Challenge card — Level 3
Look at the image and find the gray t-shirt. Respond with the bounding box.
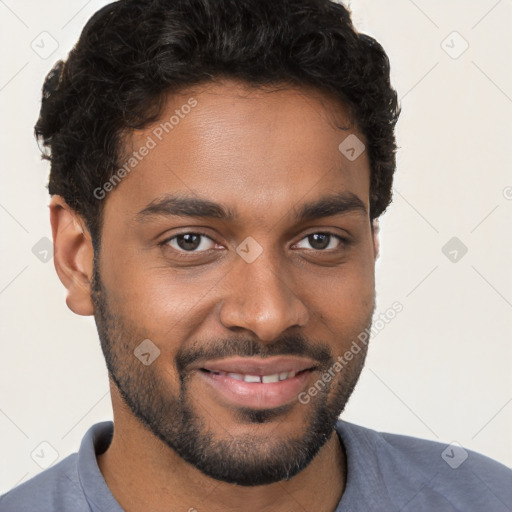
[1,420,511,511]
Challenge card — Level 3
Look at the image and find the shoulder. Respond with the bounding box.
[0,421,114,512]
[0,454,91,512]
[336,420,512,511]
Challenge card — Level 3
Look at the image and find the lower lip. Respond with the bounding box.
[197,369,314,409]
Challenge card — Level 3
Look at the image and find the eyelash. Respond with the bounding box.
[158,231,349,255]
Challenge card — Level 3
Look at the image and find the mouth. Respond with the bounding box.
[200,367,311,383]
[195,357,317,409]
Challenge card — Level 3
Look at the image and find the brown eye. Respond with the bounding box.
[165,233,216,252]
[295,233,343,251]
[308,233,329,250]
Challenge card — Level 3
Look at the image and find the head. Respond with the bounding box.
[38,0,399,487]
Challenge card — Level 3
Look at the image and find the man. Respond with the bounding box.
[1,0,510,510]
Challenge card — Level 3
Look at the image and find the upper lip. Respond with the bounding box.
[199,356,318,375]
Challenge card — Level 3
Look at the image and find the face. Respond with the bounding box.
[90,80,377,486]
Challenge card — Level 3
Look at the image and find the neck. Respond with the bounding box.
[97,386,347,512]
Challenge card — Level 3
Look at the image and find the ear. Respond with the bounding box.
[49,195,95,316]
[371,218,380,261]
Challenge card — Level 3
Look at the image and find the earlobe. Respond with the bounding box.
[49,196,95,316]
[371,219,380,261]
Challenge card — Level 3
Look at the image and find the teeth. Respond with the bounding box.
[227,373,244,381]
[243,374,262,383]
[208,369,299,383]
[262,374,280,383]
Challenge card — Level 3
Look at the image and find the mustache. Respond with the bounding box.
[176,333,333,374]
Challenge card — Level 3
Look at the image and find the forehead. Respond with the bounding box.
[106,79,370,226]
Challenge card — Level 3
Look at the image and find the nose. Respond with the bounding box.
[219,251,309,341]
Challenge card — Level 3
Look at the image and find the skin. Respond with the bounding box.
[50,79,379,512]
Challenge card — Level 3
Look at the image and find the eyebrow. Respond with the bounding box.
[135,195,236,222]
[135,191,367,223]
[295,192,367,221]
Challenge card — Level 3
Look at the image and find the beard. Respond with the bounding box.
[91,261,373,486]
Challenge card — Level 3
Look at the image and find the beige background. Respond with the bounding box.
[0,0,511,493]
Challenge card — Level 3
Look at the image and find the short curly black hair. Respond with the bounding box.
[35,0,400,251]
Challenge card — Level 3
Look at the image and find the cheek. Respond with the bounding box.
[99,234,204,318]
[303,249,375,339]
[310,273,374,328]
[100,254,220,357]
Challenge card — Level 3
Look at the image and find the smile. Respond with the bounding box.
[197,366,315,409]
[201,368,305,383]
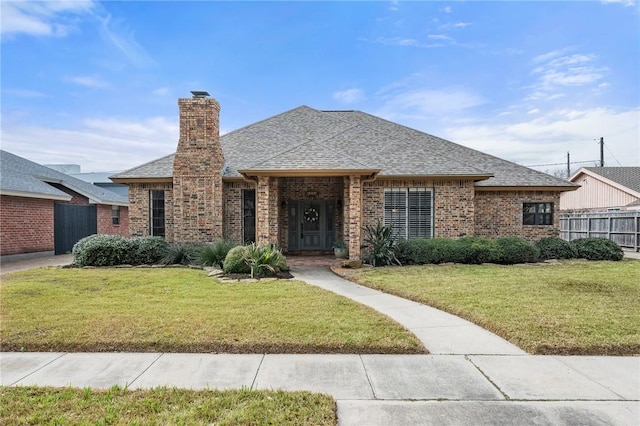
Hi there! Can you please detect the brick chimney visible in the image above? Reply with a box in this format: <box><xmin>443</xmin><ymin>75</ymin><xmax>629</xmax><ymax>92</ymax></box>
:::
(Exercise brief)
Write the listing out exactly, apart from its pictures.

(Response area)
Challenge card — Level 3
Look at the image and find the gray t-shirt. Respond with the bounding box.
[1,420,511,511]
Challenge card — Level 3
Look at the image and find the shoulder. Respond with the bounding box.
[0,421,114,512]
[0,454,91,512]
[336,420,512,511]
Challenge card — Level 3
Look at the image and find the lower lip. Respond with the bounding box.
[197,369,314,409]
Challenge card — Level 3
Look at the image and find the eyelash. Respond with the bounding box.
[158,231,349,255]
Challenge card — Level 3
Look at the image and find the mouth. Respond with the bounding box.
[200,367,311,383]
[195,357,317,409]
Challenge card — Level 3
Look at the image and find the brown eye. Respond with the bounding box.
[165,233,216,252]
[295,233,343,251]
[308,233,329,250]
Challenge card — Level 3
Look at the image and find the head. Respond with the bounding box.
[38,0,399,487]
Challenge card — Level 3
Look at the image and find the man. Respond with the bounding box.
[1,0,510,510]
Challenge card — Level 3
Look at the image and find the upper lip. Respond with the bounding box.
[199,356,318,375]
Challenge card — Level 3
Look at the image and find the face. Respond with the bounding box.
[90,80,377,486]
Challenge card — Level 3
Look at the image and find the neck. Respond with the bounding box.
[97,386,347,512]
Challenge card — Level 3
Look at the image and find the ear. Respond with the bounding box.
[49,195,95,316]
[371,218,380,261]
Challenge card — Level 3
Look at the image and find the earlobe. Respond with the bounding box.
[49,196,95,316]
[371,219,380,261]
Challenge card — Level 3
Look at the image and find the teeth. Respond with the bounding box.
[227,373,244,381]
[243,374,262,383]
[208,369,299,383]
[262,374,280,383]
Challenge card — Level 3
Look at the image and find the mustache. Respond with the bounding box.
[176,333,333,374]
Challenge card — Level 3
Look at the image and find the forehead. Respond with the bounding box.
[106,79,370,226]
Challenge card — Level 3
Look at the image and find the nose. Respond with the bounding box.
[219,251,309,341]
Challenge card — Level 3
Look at the image and find the skin. Respond with the bounding box.
[50,79,379,512]
Challenge card — Level 3
Look at the image and find the eyebrow. Respond with the bounding box.
[135,195,236,222]
[135,191,367,223]
[295,192,367,221]
Challenge card — Level 3
Look at the image and find the beard. Respond with the bounding box.
[91,261,373,486]
Challenge card — Level 3
Look at the image and find the beige background. Respond with the bounding box.
[0,0,511,493]
Challenge card — Level 3
Look at the image and find the short curly black hair. Respond with the bounding box.
[35,0,400,251]
Challenge card — Level 3
Look at the image and find the cheek. Respond with the bounding box.
[99,234,204,318]
[303,249,375,339]
[310,273,374,328]
[100,254,220,357]
Challenge card — Level 3
Look at the image and find the smile. Respond with the bounding box.
[197,366,315,409]
[201,368,305,383]
Hi there! Can you please detect the brick chimney visible in the image above? Reply with a box in this format: <box><xmin>443</xmin><ymin>75</ymin><xmax>629</xmax><ymax>92</ymax></box>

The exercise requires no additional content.